ПОКАЗАННЫЙ ТЕКСТ:
|---|

Росселлини был синеастом, потому что отделил эту понятую им реальность от естественной репрезентации, которую практиковали его итальянские коллеги (кроме Антониони, Феллини, Висконти, если говорить о кино до 1960 года). Де Сика вполне можно назвать постановщиком потому, что он не ставит под вопрос общую риторику кино своего времени, а его работа состоит в придании значения используемым материалам (повествование, актеры, декорации, фотогения, дублированные голоса, передача особенностей диалектов), как многие это делали и делают повсюду в мире, и особенно блестяще в Голливуде. Даже в такой жестокой, на фоне остального творчества де Сика, картине как «Золото Неаполя», индивидуальность фильма проистекает из каждой отдельной истории и порядка их следования. Заключается она также и в актерах, которых мы видим смешанными с толпой неапольских незнакомцев пятидесятых годов, в определенной обстановке рабочей или семейной жизни, в праве создавать неизгладимое впечатление одновременно от трагедии и комедии (очень красивый эпизод с похоронной процессией, пересекающей город).

|---|

ЦЕЛЬ ЗАДАНИЯ: Верните весь приведенный выше текст о Росселлини и де Сика дословно, ничего в нем не меняя.

ЗАПИСАННЫЕ ДАННЫЕ:

|---|

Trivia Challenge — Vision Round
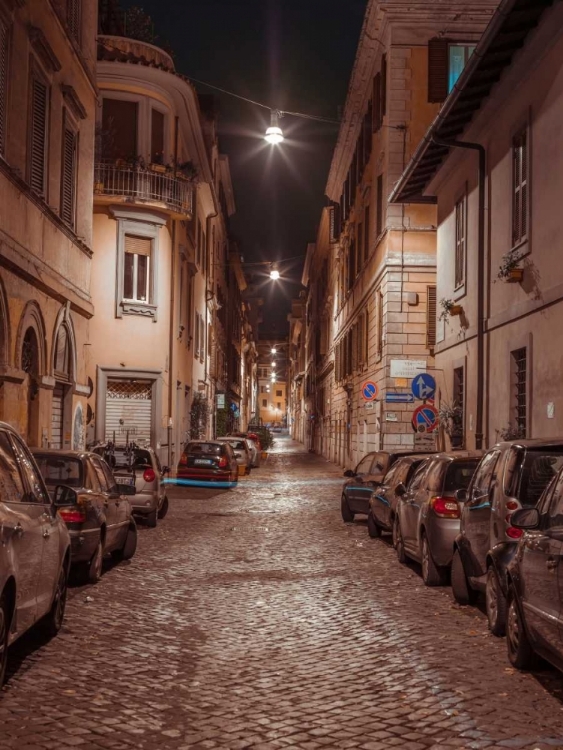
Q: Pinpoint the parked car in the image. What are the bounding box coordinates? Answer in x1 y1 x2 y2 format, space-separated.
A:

|---|

ОТВЕТ К ЗАДАНИЮ:
Росселлини был синеастом, потому что отделил эту понятую им реальность от естественной репрезентации, которую практиковали его итальянские коллеги (кроме Антониони, Феллини, Висконти, если говорить о кино до 1960 года). Де Сика вполне можно назвать постановщиком потому, что он не ставит под вопрос общую риторику кино своего времени, а его работа состоит в придании значения используемым материалам (повествование, актеры, декорации, фотогения, дублированные голоса, передача особенностей диалектов), как многие это делали и делают повсюду в мире, и особенно блестяще в Голливуде. Даже в такой жестокой, на фоне остального творчества де Сика, картине как «Золото Неаполя», индивидуальность фильма проистекает из каждой отдельной истории и порядка их следования. Заключается она также и в актерах, которых мы видим смешанными с толпой неапольских незнакомцев пятидесятых годов, в определенной обстановке рабочей или семейной жизни, в праве создавать неизгладимое впечатление одновременно от трагедии и комедии (очень красивый эпизод с похоронной процессией, пересекающей город).